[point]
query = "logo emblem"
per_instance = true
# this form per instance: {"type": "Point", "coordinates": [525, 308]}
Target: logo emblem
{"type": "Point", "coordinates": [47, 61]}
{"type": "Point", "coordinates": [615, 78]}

********************

- _Directions_: Print each row above verbatim, with every character unchanged.

- _Exercise result_:
[point]
query = "logo emblem"
per_instance = true
# this form per instance: {"type": "Point", "coordinates": [525, 308]}
Target: logo emblem
{"type": "Point", "coordinates": [47, 61]}
{"type": "Point", "coordinates": [615, 78]}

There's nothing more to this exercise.